**Work to complete:**
Write out the passage about the Jacobses' garden word for word, starting at "Yet as the number" and ending at "and drifting chemicals.".

**Given text:**
===

Yet as the number of St. Kateri habitats grew worldwide, and their one-third acre grew more hospitable to wildlife, many of the Jacobses’ neighbors seemed to take the exact opposite tack.

In nearby yards, old trees were felled by the dozens, thinning the neighborhood’s overhead canopy. Noisy machinery replaced rakes, fallen leaves became anathema, and outsourced landscaping, once the purview of the rich, became common. As concerns about tick-borne diseases grew, the popularity of pesticides soared. The Jacobses began carefully moving monarch butterfly eggs and caterpillars to special nests inside their home, to protect them from parasites and drifting chemicals.

For the Jacobses, so-called all-natural or organic pesticides are suspect, too; if a substance is designed to kill one type of insect, they figure it’s bound to hurt others. Hadn’t people heard about the insect apocalypse?

“If you’re a type of being that really has a hard time seeing things die, it’s very troubling,” Ms. Jacobs said during a chat in her garden one recent fall day, raising her voice over the din of a gasoline-powered blower that was shooing leaves from a neighbor’s lawn.

Mr. Jacobs, for his part, looks around at all the pristine lawns (“the lawn is an obsession, like a cult,” he says) and sees ecological deserts that feed neither wildlife nor the human soul. “This is a poverty that most of us are not even aware of,” he said.

Among the lawn-owning Wading River set, sentiments about the Jacobses’ thriving habitat ranges from admiring to indifferent to mixed. A few neighbors have whispered complaints that sometimes rats join the critter parade to the Jacobses’ yard. Mr. Jacobs said they’re drawn to birdseed — and to other neighbors’ yards too — and also that he just invested in new rodent-proof compost bins.

Mr. Camp, the landscaper, maintains a friendly politesse with the Jacobses, and said that as bountiful as their garden was, lawns like his involve far less work. The other landscaper whose property abuts their yard did not respond to requests for comment.

Linda Covello, who lives down the road, and who has also kept a dead tree in place because woodpeckers regularly nest there, described Ms. Jacobs as “some sort of Galadriel from Lord of the Rings.”

“You’ve got your landscaping people out here,” Ms. Covello said, “But she’s the lady of the woods, the goddess of the woods.”

Overall, though, the Jacobses had to concede that locally, their approach to nature wasn’t exactly catching on.

Then a magazine marketing executive named William McCaffrey bought the house across from them in 2020, and moved in with Maxwell, his miniature pinscher.

===

**Data supplied:**
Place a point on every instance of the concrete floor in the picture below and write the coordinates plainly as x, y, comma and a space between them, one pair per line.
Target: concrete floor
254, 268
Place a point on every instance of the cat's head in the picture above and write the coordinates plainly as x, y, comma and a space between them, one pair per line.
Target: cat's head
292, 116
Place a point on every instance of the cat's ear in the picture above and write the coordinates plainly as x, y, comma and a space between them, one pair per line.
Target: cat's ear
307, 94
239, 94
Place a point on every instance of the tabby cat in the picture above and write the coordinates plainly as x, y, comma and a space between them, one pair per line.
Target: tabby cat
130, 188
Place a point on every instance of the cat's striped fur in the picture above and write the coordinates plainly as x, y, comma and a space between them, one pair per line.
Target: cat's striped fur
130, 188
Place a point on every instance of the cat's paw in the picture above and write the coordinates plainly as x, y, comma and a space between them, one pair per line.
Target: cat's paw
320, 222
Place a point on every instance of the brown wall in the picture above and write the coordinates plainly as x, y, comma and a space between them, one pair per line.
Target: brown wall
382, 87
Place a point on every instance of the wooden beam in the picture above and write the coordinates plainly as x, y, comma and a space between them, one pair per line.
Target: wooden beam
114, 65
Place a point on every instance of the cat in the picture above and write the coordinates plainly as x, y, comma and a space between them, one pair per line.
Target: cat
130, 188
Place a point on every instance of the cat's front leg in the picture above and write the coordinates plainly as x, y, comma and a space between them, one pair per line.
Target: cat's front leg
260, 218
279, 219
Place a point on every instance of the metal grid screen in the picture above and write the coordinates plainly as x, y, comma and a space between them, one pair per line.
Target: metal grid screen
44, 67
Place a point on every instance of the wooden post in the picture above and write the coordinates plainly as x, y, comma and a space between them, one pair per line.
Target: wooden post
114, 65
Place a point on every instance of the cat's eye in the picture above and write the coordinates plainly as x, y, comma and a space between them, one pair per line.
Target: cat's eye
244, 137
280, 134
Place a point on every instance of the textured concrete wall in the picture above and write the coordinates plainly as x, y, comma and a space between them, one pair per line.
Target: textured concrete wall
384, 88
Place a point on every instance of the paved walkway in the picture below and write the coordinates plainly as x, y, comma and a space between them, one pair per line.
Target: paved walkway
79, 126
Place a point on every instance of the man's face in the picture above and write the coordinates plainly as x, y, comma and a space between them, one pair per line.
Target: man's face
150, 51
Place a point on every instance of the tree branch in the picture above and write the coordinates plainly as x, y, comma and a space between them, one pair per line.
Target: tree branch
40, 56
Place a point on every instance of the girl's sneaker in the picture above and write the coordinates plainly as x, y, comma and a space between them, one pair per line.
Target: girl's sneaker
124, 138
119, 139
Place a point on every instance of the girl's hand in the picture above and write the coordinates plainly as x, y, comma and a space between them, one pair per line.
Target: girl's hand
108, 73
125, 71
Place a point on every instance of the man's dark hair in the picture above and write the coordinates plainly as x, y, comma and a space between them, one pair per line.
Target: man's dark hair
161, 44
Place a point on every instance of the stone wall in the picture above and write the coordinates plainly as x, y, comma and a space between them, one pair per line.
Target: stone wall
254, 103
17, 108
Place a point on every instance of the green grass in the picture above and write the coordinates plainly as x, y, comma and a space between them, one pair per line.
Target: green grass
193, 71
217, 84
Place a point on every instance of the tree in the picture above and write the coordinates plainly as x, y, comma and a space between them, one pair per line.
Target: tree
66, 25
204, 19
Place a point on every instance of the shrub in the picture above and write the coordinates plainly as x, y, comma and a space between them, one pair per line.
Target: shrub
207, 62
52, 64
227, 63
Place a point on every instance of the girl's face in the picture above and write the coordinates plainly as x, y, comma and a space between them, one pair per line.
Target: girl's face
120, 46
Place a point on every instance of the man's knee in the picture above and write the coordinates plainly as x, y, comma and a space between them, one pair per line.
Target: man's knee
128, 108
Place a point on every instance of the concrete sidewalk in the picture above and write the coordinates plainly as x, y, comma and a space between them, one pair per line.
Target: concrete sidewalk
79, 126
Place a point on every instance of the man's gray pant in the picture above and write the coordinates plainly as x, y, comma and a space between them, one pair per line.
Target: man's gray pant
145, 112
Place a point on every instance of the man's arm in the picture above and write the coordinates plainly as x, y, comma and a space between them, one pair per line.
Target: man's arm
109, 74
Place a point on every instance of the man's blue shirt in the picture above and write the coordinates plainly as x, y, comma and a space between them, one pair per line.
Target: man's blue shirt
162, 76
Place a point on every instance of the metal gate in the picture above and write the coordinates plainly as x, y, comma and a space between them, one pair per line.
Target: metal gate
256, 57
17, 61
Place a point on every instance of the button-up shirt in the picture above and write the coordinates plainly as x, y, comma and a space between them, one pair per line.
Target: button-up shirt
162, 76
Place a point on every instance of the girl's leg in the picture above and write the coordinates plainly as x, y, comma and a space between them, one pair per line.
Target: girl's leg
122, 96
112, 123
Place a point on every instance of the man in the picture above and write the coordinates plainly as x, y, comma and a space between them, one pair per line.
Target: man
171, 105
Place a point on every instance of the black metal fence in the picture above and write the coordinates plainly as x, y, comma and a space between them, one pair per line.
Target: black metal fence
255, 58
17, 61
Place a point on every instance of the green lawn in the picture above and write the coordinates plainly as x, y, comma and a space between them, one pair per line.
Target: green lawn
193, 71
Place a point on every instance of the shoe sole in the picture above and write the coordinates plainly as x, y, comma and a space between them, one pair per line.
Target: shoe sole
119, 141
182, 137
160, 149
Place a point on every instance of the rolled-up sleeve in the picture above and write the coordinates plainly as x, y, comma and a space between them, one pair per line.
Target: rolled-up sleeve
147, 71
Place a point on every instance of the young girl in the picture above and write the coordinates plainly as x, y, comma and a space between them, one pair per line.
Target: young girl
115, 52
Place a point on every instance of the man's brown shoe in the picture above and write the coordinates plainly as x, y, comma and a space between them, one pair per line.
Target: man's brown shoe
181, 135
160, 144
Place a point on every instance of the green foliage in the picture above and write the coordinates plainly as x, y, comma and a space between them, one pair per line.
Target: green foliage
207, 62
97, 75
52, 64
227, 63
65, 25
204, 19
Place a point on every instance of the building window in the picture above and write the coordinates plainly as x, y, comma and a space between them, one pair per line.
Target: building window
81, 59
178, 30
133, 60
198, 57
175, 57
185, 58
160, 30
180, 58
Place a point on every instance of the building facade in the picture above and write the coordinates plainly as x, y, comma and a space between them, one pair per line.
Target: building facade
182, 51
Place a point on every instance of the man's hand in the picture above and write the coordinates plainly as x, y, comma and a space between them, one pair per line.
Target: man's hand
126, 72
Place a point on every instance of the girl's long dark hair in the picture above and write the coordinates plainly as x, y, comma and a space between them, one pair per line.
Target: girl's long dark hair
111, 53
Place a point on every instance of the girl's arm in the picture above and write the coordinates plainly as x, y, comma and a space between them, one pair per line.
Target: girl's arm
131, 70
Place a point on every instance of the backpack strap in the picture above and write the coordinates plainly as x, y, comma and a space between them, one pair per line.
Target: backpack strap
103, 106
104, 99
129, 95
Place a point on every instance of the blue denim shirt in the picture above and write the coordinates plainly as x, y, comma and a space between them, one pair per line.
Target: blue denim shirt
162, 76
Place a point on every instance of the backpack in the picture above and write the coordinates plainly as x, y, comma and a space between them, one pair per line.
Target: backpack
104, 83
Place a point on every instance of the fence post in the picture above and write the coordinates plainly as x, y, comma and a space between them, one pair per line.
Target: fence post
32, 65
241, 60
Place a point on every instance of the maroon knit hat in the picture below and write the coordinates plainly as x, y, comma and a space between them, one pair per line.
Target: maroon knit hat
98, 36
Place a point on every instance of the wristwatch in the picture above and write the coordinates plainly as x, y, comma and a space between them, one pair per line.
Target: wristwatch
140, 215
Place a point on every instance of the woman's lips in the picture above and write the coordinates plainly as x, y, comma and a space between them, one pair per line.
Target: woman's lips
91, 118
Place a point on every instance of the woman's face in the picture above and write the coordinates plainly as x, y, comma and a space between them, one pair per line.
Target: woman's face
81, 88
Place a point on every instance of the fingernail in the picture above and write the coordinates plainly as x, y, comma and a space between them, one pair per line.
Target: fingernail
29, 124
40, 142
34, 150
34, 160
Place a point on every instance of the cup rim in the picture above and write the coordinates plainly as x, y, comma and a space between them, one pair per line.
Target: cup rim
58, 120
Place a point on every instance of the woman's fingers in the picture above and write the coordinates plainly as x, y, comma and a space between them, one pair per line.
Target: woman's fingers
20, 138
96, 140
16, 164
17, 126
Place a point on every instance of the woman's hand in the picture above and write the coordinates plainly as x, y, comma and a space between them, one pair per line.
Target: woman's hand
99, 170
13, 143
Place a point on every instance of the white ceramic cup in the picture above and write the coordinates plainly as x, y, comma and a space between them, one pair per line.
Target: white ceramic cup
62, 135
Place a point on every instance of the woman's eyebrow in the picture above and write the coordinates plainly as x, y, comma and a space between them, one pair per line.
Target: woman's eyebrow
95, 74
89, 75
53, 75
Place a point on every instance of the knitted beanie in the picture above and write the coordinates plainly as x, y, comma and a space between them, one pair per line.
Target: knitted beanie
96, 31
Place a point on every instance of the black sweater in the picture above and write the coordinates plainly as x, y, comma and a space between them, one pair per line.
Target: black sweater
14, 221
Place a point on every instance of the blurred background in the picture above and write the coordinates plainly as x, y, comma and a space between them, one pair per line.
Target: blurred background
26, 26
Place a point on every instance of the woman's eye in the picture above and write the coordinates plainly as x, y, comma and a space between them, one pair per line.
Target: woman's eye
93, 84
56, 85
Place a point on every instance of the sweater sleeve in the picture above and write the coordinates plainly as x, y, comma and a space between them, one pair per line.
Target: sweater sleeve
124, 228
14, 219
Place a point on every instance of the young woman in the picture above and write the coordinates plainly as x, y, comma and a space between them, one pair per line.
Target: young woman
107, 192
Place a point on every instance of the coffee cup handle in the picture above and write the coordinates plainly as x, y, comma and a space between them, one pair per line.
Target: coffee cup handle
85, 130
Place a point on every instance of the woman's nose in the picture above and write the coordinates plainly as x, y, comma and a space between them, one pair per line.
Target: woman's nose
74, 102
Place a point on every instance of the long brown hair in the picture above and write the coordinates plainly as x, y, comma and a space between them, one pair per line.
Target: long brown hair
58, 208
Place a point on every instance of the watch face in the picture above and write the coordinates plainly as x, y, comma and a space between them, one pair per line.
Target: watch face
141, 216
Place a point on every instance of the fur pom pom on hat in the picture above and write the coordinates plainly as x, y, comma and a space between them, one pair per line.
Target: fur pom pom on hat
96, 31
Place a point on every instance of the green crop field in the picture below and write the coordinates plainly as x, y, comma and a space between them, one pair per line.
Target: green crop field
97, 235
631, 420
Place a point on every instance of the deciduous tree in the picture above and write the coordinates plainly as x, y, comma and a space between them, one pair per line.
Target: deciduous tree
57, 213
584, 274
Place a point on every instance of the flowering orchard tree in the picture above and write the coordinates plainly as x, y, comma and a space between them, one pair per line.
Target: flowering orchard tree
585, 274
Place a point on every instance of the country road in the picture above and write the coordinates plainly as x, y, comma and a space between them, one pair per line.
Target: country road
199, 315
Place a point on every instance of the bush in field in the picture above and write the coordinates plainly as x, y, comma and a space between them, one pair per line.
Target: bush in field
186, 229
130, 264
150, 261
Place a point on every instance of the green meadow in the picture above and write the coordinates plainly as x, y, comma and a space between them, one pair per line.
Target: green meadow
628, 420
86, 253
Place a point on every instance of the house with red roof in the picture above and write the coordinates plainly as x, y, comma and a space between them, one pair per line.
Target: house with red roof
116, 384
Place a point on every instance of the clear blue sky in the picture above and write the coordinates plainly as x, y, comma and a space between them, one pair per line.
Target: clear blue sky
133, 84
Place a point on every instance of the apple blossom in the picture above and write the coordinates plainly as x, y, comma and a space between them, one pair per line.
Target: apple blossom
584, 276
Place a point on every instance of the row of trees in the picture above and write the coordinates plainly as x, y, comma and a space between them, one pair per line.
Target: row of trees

===

**Result of the task:**
Yet as the number of St. Kateri habitats grew worldwide, and their one-third acre grew more hospitable to wildlife, many of the Jacobses’ neighbors seemed to take the exact opposite tack.

In nearby yards, old trees were felled by the dozens, thinning the neighborhood’s overhead canopy. Noisy machinery replaced rakes, fallen leaves became anathema, and outsourced landscaping, once the purview of the rich, became common. As concerns about tick-borne diseases grew, the popularity of pesticides soared. The Jacobses began carefully moving monarch butterfly eggs and caterpillars to special nests inside their home, to protect them from parasites and drifting chemicals.